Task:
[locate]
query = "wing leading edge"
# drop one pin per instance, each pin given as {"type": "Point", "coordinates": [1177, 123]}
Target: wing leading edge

● ● ● ●

== PROBLEM TO SOLVE ==
Your response should be made up of the lines in the data that contain the word "wing".

== SOLUTION FOR THIS PROBLEM ==
query = "wing leading edge"
Target: wing leading edge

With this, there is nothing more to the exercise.